-- Start of AVAILABLE DATA --

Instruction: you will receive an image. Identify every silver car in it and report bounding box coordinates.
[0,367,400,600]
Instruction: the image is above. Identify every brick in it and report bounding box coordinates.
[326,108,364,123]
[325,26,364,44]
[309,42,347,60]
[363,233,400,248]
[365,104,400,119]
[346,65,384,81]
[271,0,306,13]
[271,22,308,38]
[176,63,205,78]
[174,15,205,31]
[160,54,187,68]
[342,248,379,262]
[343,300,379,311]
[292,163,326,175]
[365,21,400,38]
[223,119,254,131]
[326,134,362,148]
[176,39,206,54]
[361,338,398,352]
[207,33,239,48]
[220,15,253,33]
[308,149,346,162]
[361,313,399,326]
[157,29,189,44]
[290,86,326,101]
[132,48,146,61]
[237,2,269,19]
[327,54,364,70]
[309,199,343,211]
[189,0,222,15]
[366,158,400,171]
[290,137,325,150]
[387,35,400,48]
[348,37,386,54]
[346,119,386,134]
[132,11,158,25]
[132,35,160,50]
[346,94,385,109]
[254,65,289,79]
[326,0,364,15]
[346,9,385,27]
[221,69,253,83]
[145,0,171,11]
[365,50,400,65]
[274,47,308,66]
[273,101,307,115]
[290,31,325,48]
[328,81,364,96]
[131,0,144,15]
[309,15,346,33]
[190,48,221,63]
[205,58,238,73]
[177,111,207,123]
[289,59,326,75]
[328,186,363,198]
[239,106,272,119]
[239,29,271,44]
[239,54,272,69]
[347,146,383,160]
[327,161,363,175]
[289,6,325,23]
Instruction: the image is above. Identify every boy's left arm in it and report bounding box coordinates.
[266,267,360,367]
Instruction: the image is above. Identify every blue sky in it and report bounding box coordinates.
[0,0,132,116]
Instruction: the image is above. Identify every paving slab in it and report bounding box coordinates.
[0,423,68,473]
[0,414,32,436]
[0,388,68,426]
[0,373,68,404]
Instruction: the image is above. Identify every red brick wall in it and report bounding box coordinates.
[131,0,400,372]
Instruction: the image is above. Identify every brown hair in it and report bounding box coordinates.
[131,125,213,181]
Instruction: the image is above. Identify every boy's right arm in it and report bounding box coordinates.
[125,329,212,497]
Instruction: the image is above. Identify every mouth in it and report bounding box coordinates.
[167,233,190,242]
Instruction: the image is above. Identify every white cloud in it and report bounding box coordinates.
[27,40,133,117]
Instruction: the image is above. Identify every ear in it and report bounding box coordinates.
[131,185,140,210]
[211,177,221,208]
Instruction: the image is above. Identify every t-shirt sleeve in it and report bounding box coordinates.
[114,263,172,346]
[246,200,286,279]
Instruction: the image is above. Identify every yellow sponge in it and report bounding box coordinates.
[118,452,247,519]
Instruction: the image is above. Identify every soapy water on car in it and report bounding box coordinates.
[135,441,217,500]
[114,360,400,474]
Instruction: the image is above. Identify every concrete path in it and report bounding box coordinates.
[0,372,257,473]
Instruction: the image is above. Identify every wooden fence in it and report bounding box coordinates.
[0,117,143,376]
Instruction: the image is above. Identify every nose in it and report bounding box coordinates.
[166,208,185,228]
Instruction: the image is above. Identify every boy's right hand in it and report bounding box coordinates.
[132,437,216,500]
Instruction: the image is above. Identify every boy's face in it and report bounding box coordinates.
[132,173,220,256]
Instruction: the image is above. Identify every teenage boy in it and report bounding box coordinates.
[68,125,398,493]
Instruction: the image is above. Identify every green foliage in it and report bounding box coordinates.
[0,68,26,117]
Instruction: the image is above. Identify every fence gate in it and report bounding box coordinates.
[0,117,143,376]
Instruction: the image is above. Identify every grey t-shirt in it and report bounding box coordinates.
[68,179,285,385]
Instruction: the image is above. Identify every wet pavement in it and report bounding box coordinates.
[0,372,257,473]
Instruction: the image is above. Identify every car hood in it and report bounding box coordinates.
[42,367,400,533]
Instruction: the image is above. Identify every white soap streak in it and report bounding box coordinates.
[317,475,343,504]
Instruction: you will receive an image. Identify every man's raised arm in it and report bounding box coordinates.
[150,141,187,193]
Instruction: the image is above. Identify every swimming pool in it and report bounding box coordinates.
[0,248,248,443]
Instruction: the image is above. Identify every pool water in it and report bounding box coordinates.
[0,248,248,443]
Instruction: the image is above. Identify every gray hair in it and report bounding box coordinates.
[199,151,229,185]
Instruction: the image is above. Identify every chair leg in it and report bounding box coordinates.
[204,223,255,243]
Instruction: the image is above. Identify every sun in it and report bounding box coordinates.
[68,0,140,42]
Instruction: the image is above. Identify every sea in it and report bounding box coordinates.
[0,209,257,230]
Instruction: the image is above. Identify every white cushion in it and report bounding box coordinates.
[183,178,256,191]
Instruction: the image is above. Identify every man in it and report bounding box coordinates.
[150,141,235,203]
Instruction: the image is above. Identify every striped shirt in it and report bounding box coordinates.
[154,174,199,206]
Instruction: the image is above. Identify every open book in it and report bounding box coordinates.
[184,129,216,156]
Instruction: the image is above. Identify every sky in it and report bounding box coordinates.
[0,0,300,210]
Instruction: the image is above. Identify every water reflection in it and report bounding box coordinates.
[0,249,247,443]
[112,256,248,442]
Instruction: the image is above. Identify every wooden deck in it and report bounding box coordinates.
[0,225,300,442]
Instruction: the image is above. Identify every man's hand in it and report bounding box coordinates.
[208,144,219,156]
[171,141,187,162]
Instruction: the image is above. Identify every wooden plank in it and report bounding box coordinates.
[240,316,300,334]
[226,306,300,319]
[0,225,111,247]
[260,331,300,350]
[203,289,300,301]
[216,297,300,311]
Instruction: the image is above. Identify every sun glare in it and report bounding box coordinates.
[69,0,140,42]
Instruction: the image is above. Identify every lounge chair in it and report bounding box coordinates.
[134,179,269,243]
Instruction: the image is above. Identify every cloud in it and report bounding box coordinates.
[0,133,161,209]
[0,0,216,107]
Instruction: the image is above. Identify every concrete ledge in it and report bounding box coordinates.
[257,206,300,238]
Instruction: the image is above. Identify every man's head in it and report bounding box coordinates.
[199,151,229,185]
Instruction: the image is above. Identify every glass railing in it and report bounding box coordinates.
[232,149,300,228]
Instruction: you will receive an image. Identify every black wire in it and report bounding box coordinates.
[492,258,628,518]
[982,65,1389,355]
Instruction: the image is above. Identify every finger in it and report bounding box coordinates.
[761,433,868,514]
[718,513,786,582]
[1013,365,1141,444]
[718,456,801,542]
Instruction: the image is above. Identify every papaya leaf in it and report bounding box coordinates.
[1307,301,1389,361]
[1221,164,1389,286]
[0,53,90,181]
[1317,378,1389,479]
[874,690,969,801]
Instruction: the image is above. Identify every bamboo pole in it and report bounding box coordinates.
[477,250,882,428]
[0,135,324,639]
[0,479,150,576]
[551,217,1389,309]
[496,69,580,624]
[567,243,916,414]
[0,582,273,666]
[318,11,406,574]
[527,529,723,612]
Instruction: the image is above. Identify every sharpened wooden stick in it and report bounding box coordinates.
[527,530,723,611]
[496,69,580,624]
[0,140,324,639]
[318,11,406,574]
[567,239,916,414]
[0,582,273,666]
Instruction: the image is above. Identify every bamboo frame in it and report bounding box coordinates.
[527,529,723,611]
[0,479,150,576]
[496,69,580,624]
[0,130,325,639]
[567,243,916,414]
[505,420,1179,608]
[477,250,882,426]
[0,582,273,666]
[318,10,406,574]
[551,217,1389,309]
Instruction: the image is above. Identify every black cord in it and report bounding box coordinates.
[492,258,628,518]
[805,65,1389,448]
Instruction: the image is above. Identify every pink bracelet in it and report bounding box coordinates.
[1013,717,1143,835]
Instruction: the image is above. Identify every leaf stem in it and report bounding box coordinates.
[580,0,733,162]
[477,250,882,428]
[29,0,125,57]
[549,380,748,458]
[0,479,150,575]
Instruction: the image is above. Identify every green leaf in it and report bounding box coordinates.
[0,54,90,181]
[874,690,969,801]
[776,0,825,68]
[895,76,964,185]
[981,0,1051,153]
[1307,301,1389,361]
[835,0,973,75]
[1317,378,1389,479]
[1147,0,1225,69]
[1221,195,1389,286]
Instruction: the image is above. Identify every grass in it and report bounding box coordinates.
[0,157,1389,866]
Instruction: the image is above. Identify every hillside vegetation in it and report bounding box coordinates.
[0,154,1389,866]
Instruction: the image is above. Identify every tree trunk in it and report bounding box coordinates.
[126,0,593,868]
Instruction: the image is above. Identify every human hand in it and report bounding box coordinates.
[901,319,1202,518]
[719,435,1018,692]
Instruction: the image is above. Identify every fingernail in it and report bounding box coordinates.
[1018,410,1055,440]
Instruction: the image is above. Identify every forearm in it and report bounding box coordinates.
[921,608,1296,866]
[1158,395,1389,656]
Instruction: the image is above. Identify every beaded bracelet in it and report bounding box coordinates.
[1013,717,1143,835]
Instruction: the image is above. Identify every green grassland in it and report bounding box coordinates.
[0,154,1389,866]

-- End of AVAILABLE DATA --

> TO BE DONE
Copy out word for word the material from the line with "Instruction: the image is above. Identify every brown" through the line with "[118,452,247,519]", both of those lines included.

> EXERCISE RESPONSE
Instruction: the image is above. Identify every brown hair in it and report bounding box coordinates.
[131,125,213,181]
Instruction: the image is above. Identify every boy's right arm in it and report bounding box coordinates.
[125,329,212,497]
Instruction: the image is above. Identify every mouth in it and report bounding box coordinates.
[167,233,190,242]
Instruction: the image is above. Identify every white cloud in it and report bounding box coordinates.
[27,40,133,117]
Instruction: the image is above. Identify every ear in it and report bounding box coordinates.
[131,185,140,210]
[211,177,221,208]
Instruction: the image is above. Identify every t-shirt sleeve in it and report bounding box coordinates.
[114,263,172,346]
[246,200,286,279]
Instruction: the image is above. Identify every yellow sponge in it and report bounding box coordinates.
[118,452,247,519]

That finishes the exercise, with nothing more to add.